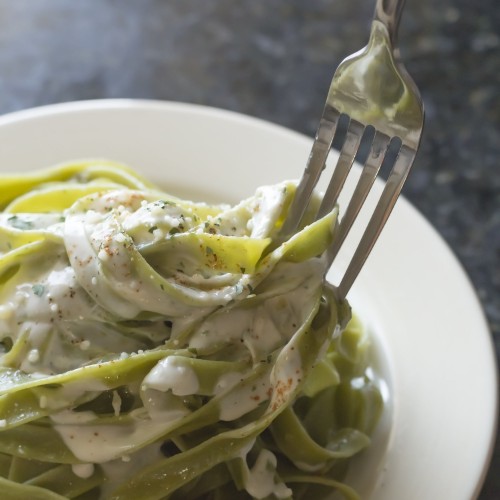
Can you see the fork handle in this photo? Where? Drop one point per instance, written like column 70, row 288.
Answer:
column 388, row 12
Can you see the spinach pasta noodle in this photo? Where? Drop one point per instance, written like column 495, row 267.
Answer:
column 156, row 348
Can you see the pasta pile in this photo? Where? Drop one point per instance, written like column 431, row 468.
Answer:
column 157, row 348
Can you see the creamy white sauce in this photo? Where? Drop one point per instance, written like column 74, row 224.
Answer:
column 172, row 374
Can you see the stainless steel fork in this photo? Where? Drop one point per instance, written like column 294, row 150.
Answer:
column 374, row 96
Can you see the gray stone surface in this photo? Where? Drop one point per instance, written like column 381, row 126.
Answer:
column 274, row 59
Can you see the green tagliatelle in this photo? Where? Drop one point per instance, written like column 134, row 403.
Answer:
column 156, row 348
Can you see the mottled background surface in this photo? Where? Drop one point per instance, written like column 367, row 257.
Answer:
column 274, row 59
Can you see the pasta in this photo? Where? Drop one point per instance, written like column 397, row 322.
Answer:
column 157, row 348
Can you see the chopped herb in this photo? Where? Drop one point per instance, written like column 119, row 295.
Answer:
column 38, row 289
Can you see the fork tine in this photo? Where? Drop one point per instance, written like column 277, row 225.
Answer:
column 342, row 168
column 367, row 178
column 383, row 209
column 315, row 165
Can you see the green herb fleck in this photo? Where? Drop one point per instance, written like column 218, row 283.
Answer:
column 18, row 223
column 38, row 289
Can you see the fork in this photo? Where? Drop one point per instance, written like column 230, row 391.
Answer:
column 378, row 103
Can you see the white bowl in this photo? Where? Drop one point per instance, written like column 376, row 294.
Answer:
column 433, row 342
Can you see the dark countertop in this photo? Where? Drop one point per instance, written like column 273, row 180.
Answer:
column 275, row 60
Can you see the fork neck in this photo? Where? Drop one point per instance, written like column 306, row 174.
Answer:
column 388, row 12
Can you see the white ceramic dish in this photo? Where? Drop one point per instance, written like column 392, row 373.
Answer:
column 431, row 333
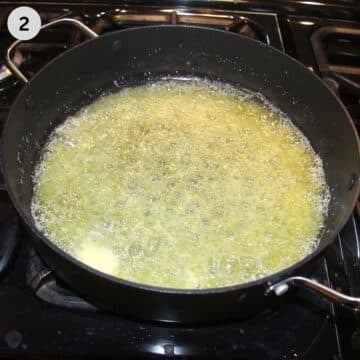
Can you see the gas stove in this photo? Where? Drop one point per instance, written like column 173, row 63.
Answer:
column 42, row 318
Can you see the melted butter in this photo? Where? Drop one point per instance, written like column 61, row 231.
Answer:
column 181, row 185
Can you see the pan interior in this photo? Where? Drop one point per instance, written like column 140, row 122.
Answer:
column 182, row 184
column 127, row 58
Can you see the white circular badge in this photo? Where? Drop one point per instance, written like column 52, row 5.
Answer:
column 24, row 23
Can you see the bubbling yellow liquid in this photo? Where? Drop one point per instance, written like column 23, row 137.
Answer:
column 181, row 184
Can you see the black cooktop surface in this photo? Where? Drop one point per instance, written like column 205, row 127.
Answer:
column 41, row 318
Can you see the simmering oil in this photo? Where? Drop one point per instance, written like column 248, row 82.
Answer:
column 181, row 184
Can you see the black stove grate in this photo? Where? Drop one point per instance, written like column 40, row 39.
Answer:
column 58, row 320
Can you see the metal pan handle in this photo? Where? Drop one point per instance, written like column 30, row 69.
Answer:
column 14, row 69
column 282, row 287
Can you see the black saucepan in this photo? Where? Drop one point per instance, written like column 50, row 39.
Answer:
column 135, row 56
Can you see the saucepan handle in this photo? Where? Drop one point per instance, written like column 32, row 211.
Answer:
column 14, row 69
column 282, row 287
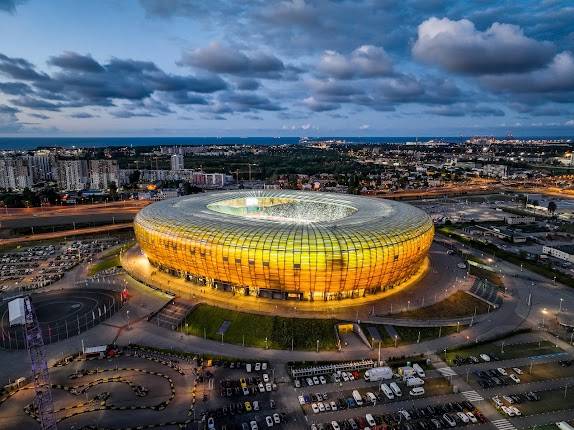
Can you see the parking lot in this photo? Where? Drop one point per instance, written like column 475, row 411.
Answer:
column 41, row 265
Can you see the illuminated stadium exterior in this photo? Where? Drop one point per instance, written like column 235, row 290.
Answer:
column 286, row 244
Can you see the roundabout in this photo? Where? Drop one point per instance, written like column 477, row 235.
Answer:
column 62, row 314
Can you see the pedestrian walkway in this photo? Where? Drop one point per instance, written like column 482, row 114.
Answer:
column 472, row 396
column 503, row 424
column 446, row 371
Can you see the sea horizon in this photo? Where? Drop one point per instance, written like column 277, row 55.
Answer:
column 31, row 143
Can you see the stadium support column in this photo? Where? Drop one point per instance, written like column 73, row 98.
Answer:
column 37, row 352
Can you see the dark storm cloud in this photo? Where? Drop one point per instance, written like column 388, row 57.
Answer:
column 8, row 119
column 14, row 88
column 81, row 82
column 319, row 106
column 39, row 115
column 557, row 77
column 247, row 84
column 465, row 109
column 82, row 115
column 218, row 58
column 36, row 104
column 367, row 61
column 74, row 61
column 242, row 102
column 458, row 46
column 20, row 69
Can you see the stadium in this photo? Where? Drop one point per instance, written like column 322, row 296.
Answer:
column 286, row 244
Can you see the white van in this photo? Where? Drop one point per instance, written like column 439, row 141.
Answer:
column 387, row 391
column 358, row 398
column 396, row 389
column 417, row 391
column 414, row 382
column 419, row 370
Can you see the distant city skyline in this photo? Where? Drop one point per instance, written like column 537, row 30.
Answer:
column 286, row 68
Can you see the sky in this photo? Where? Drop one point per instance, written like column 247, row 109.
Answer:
column 286, row 68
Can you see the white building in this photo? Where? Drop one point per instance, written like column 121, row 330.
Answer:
column 43, row 166
column 15, row 173
column 177, row 162
column 562, row 252
column 514, row 220
column 72, row 175
column 495, row 170
column 103, row 173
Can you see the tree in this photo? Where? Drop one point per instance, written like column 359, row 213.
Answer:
column 551, row 207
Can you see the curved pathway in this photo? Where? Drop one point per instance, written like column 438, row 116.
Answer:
column 515, row 312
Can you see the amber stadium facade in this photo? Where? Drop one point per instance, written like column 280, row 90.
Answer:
column 286, row 244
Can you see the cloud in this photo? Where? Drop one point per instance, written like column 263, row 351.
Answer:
column 557, row 77
column 244, row 102
column 9, row 5
column 15, row 88
column 247, row 84
column 38, row 115
column 465, row 109
column 8, row 119
column 318, row 106
column 457, row 46
column 82, row 115
column 81, row 82
column 74, row 61
column 218, row 58
column 367, row 61
column 20, row 69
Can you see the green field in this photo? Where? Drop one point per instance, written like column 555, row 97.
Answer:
column 253, row 329
column 106, row 263
column 457, row 305
column 408, row 335
column 551, row 400
column 109, row 259
column 517, row 350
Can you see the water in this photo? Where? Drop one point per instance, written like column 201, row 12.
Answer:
column 24, row 143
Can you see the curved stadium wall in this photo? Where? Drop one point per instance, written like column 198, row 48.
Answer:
column 286, row 244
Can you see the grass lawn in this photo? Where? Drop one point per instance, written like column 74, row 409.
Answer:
column 534, row 266
column 109, row 259
column 437, row 387
column 408, row 335
column 278, row 331
column 510, row 351
column 551, row 400
column 459, row 304
column 103, row 264
column 492, row 277
column 546, row 371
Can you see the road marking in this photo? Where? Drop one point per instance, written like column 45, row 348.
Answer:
column 446, row 371
column 503, row 424
column 472, row 396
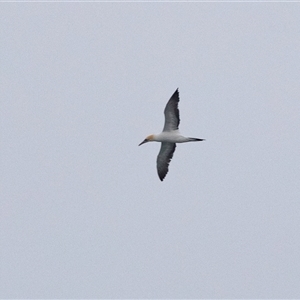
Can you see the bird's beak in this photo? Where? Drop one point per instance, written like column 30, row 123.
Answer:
column 143, row 142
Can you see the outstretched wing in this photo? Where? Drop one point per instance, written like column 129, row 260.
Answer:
column 163, row 159
column 172, row 113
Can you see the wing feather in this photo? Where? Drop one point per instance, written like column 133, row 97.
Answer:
column 163, row 159
column 172, row 113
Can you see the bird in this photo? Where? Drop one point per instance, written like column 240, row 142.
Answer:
column 169, row 137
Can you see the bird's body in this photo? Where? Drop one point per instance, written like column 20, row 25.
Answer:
column 169, row 136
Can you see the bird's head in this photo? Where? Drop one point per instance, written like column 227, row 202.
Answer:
column 149, row 138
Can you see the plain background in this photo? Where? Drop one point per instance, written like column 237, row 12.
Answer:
column 83, row 212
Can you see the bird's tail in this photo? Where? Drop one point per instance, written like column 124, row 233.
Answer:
column 195, row 140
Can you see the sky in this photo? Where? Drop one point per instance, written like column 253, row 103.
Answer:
column 83, row 212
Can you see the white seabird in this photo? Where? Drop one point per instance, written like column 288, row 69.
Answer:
column 169, row 136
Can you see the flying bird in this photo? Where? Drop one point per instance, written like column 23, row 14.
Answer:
column 169, row 136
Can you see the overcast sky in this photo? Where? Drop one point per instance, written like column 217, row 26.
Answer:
column 83, row 212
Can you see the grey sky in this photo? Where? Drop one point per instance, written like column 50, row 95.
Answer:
column 83, row 212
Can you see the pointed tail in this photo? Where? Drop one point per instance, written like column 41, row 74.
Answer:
column 195, row 140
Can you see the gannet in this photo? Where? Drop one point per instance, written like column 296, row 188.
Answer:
column 168, row 137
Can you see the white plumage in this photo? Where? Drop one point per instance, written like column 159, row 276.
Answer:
column 169, row 136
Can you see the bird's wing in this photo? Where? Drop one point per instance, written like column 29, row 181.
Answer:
column 163, row 159
column 172, row 113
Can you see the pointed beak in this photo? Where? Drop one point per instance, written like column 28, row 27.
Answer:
column 143, row 142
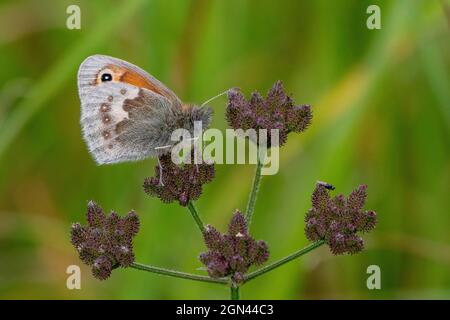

* * *

TASK STATEMENT: Reproduce the lines above word for word, starting at the line that contains "Can you see the water" and stopping after the line that contains "column 24, row 143".

FULL OUTPUT:
Can you see the water in this photo? Where? Drop one point per instance, written like column 201, row 12.
Answer:
column 24, row 143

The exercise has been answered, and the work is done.